Extract every line in the entries below that contains the string "range", and reproduce each such line unchanged.

^^^^

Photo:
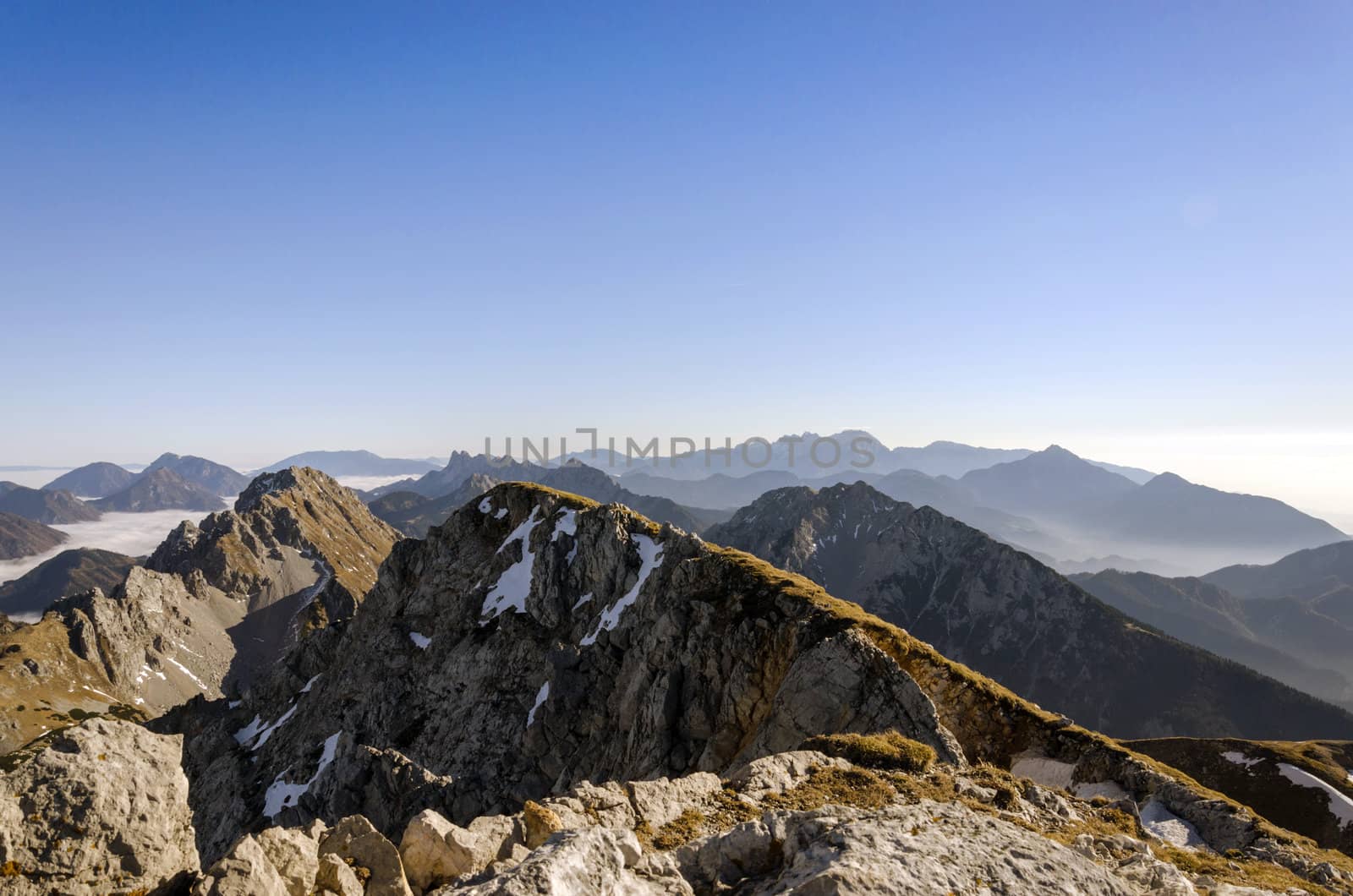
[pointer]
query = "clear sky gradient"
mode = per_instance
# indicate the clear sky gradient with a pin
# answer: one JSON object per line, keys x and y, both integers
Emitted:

^^^^

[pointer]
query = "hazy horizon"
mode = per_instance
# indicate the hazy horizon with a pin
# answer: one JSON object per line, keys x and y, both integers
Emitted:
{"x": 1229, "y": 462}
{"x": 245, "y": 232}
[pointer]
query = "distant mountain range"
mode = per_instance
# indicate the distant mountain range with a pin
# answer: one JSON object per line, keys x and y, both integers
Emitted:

^^^^

## Answer to the exercise
query = "distant mountain range"
# indicate the distant mountain range with a pin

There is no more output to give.